Testo fornito:
Secondo i dati più recenti, a fine 2014 i crediti deteriorati in pancia alle principali banche italiane ammontavano a 133 miliardi di euro (29,7 dei quali scoperti da qualunque garanzia), il 5,5% in più sul 2013. Di questi 51 stanno in pancia a Unicredit e circa 27 a Intesa SanPaolo. Una cifra monstre rispetto ai 42 miliardi complessivi contabilizzati all’inizio della crisi, nel 2008 e che col protrarsi degli anni ha avuto effetti nefasti sulla concessione del credito: le banche, spaventate da una tale massa di crediti non riscossi, talvolta hanno chiuso sempre di più i rubinetti del credito, provocando il famoso credit crunch.

IL CONCERTO ISTITUZIONALE

Banche e governo non sono rimasti a guardare e per invertire la rotta gli istituti hanno deciso la dismissione dei portafogli più critici in favore di quegli investitori esteri che hanno mostrato un certo appetito per i npl e che già hanno discusso con molte banche della vendita degli stessi. L’esecutivo ha poi varato un decreto per facilitare il recupero dei crediti e favorire la creazione di un mercato comunitario degli npl. Il decreto ad hoc mira a facilitare il recupero o la cessione dei crediti deteriorati, accorciandone i tempi, aprendo al contempo una sorta di mercato internazionale dei portafogli bancari più problematici (qui un approfondimento di Formiche.net)

LE MOSSE DELLE BANCHE

Mentre il governo lavorava al decreto per incentivare le vendite di npl, gli istituti varavano una serie di cessioni per pulire i bilanci che hanno di fatto risvegliato il mercato dei npl. Un’operazione di lungo respiro se si considera che in caso di fusioni bancarie o di ingresso di nuovi azionisti, è sempre meglio presentarsi con i bilanci puliti e scarichi di sofferenze. Secondo alcuni dati riportati dal Sole 24 Ore lo scorso luglio, nei primi sei mesi del 2015 le banche italiane hanno dismesso 5 miliardi di euro di npl, contro i 2,5 ceduti nel primo semestre 2014. Nell’ultimo anno e mezzo ammontano a quasi 12 miliardi i crediti deteriorati venduti dalle banche a fondi di investimento o altri operatori finanziari. Tra gli istituti che hanno ceduto consistenti stock di crediti deteriorati negli scorsi mesi c’è Unicredit, che ha ceduto 625 milioni di euro di npl all’americana Pra Group e Banca Ifis che al contrario comprato tre portafogli di crediti deteriorati per circa 900 milioni di euro. Anche Montepaschi ha fatto la sua parte, liberandosi a fine giugno di 1,3 miliardi di crediti problematici nel suo bilancio, il 50% dei quali ceduti alla Cerberus Capital. E per la fine del 2015 la banca senese punta a dismettere un altro miliardo.

Consegne dell'esercizio:
1 – Ripeti il passo del testo sui crediti deteriorati che inizia con "Banche e governo" e termina con "approfondimento di Formiche.net)".
2 – Secondo il testo sui crediti deteriorati, a quale operatore Unicredit ha ceduto 625 milioni di euro di npl?
Le righe che seguono sono materiale a sé, distinto dal testo.

Dati mostrati:
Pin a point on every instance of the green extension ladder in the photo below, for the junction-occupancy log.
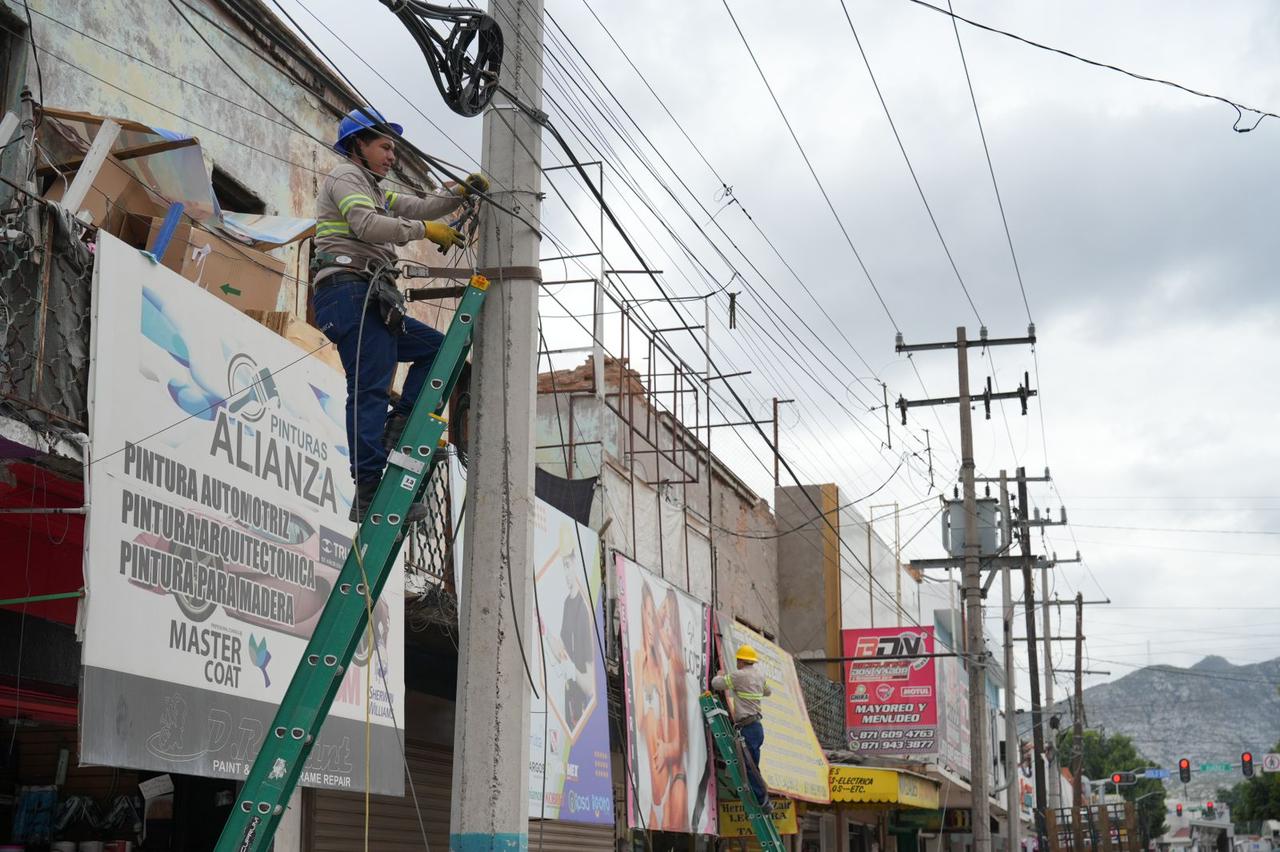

Risposte per consegna:
1 –
Banche e governo non sono rimasti a guardare e per invertire la rotta gli istituti hanno deciso la dismissione dei portafogli più critici in favore di quegli investitori esteri che hanno mostrato un certo appetito per i npl e che già hanno discusso con molte banche della vendita degli stessi. L’esecutivo ha poi varato un decreto per facilitare il recupero dei crediti e favorire la creazione di un mercato comunitario degli npl. Il decreto ad hoc mira a facilitare il recupero o la cessione dei crediti deteriorati, accorciandone i tempi, aprendo al contempo una sorta di mercato internazionale dei portafogli bancari più problematici (qui un approfondimento di Formiche.net)

2 – All'americana Pra Group.